Data extracted from a collection
-- start --

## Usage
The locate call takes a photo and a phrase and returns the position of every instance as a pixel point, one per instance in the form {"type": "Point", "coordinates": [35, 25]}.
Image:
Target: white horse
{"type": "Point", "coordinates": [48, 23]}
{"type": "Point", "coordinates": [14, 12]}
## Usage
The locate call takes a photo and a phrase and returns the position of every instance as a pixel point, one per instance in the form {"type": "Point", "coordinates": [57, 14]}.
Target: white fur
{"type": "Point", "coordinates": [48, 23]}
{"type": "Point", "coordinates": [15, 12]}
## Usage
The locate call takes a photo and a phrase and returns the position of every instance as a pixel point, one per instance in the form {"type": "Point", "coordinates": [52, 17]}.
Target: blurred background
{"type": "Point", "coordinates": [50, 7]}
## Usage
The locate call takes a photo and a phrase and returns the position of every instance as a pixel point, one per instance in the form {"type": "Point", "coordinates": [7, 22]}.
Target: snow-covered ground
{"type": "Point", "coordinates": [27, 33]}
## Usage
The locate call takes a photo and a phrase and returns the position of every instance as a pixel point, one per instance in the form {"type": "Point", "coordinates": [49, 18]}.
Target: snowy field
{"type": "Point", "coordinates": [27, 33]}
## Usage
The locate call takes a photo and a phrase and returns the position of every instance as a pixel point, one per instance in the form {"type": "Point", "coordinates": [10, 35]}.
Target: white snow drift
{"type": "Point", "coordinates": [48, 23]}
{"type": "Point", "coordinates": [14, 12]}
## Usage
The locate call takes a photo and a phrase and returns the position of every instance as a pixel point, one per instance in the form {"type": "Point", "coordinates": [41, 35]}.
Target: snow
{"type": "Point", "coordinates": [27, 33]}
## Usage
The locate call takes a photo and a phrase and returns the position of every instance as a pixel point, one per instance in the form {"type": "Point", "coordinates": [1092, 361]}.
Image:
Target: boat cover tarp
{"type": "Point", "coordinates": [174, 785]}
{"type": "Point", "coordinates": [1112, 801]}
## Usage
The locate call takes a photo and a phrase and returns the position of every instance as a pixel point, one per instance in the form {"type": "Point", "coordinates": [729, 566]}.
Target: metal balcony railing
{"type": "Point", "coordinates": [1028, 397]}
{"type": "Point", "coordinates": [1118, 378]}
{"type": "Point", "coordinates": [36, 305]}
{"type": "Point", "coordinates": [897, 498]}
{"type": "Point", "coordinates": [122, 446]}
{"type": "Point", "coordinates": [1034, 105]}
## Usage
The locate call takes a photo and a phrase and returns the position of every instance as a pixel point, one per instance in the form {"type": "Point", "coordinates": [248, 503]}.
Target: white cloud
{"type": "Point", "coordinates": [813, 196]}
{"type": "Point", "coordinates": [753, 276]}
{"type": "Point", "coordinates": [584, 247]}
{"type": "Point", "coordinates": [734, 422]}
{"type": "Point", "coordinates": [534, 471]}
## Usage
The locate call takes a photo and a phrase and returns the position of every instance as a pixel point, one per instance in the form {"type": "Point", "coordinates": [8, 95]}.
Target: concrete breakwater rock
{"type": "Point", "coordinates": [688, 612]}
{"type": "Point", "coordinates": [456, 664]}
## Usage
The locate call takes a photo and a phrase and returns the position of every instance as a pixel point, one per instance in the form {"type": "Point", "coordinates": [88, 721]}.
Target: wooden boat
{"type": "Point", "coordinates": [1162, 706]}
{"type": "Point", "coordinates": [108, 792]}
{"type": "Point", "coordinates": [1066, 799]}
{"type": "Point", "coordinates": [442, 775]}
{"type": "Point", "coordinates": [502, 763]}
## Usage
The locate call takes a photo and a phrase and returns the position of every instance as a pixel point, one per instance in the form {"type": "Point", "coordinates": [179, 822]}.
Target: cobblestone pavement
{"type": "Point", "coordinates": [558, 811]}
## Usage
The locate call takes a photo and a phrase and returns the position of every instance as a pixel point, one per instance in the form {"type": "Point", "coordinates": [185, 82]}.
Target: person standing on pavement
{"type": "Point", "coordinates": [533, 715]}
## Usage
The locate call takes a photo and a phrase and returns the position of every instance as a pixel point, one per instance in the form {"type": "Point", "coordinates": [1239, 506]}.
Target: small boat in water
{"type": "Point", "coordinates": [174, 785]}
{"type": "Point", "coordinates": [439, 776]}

-- end --

#### Problem description:
Nothing should be changed: write out all of the data as is.

#### Task result:
## Usage
The locate call takes a photo and a phrase and returns the position of every instance as a pixel point, one per instance in the form {"type": "Point", "coordinates": [35, 25]}.
Image:
Target: white horse
{"type": "Point", "coordinates": [48, 23]}
{"type": "Point", "coordinates": [14, 12]}
## Usage
The locate call takes a photo and a phrase and returns the position of every instance as a pixel point, one per instance in the form {"type": "Point", "coordinates": [57, 14]}.
Target: white fur
{"type": "Point", "coordinates": [48, 23]}
{"type": "Point", "coordinates": [15, 12]}
## Usage
The locate call takes a photo and a phrase and returns the position of every instance as a pixel point, one per instance in the form {"type": "Point", "coordinates": [52, 17]}.
Target: blurred background
{"type": "Point", "coordinates": [50, 7]}
## Usage
The locate call takes a photo and a phrase and returns the position of every instance as a pixel point, one per instance in the form {"type": "Point", "coordinates": [7, 22]}.
Target: snow-covered ground
{"type": "Point", "coordinates": [27, 33]}
## Usage
The locate call takes a photo and a phrase and returns the position of every instance as a pixel point, one per instance in the form {"type": "Point", "coordinates": [49, 18]}.
Target: snowy field
{"type": "Point", "coordinates": [27, 33]}
## Usage
The locate call takes a photo and a phrase and returns the position of every instance as a pixel point, one per instance in the form {"type": "Point", "coordinates": [10, 35]}.
Target: white snow drift
{"type": "Point", "coordinates": [48, 23]}
{"type": "Point", "coordinates": [14, 12]}
## Usage
The locate call takes a photo and a phrase and returns the position of every instance as a pixel point, one per instance in the form {"type": "Point", "coordinates": [41, 35]}.
Target: snow
{"type": "Point", "coordinates": [27, 33]}
## Usage
The locate call takes a photo and a phrase and returns the position of every instance as a pixel point, one per instance in the form {"type": "Point", "coordinates": [1092, 361]}.
Image:
Target: boat cover tarp
{"type": "Point", "coordinates": [174, 785]}
{"type": "Point", "coordinates": [1112, 801]}
## Usage
The locate call takes a photo and a phrase and returns the position of every instance as a pixel point, one per instance in the form {"type": "Point", "coordinates": [729, 566]}.
Target: metal balcony railing
{"type": "Point", "coordinates": [1028, 397]}
{"type": "Point", "coordinates": [1118, 378]}
{"type": "Point", "coordinates": [36, 305]}
{"type": "Point", "coordinates": [897, 498]}
{"type": "Point", "coordinates": [122, 446]}
{"type": "Point", "coordinates": [1034, 105]}
## Usage
The locate call takes a photo and a phrase and returns the position of every instance as a pixel point, one per instance in the form {"type": "Point", "coordinates": [248, 503]}.
Target: white cloud
{"type": "Point", "coordinates": [813, 196]}
{"type": "Point", "coordinates": [753, 276]}
{"type": "Point", "coordinates": [584, 247]}
{"type": "Point", "coordinates": [734, 422]}
{"type": "Point", "coordinates": [534, 471]}
## Usage
The locate call takes a photo and a phrase and returns the position of every instance as a pixel point, one per instance in the form {"type": "Point", "coordinates": [8, 95]}.
Target: concrete breakwater rock
{"type": "Point", "coordinates": [688, 612]}
{"type": "Point", "coordinates": [456, 664]}
## Usage
The locate call takes a photo and a phrase and returns the position of every instance as a pixel point, one per instance in the form {"type": "Point", "coordinates": [88, 721]}.
Target: wooden boat
{"type": "Point", "coordinates": [1162, 706]}
{"type": "Point", "coordinates": [108, 792]}
{"type": "Point", "coordinates": [1066, 799]}
{"type": "Point", "coordinates": [442, 775]}
{"type": "Point", "coordinates": [502, 763]}
## Usage
The locate call takes a photo and a phrase and returns the position of every instance as a pixel point, one per instance in the form {"type": "Point", "coordinates": [179, 822]}.
Target: cobblestone pavement
{"type": "Point", "coordinates": [558, 811]}
## Usage
The locate call takes a photo and a phrase and returns the position of every instance as a pixel point, one per instance in the form {"type": "Point", "coordinates": [185, 82]}.
Target: person standing on pavement
{"type": "Point", "coordinates": [533, 715]}
## Usage
The locate call takes a photo and a phrase and returns the position of every instance as a pixel point, one per instance in the form {"type": "Point", "coordinates": [1239, 506]}.
Target: small boat in water
{"type": "Point", "coordinates": [174, 785]}
{"type": "Point", "coordinates": [439, 776]}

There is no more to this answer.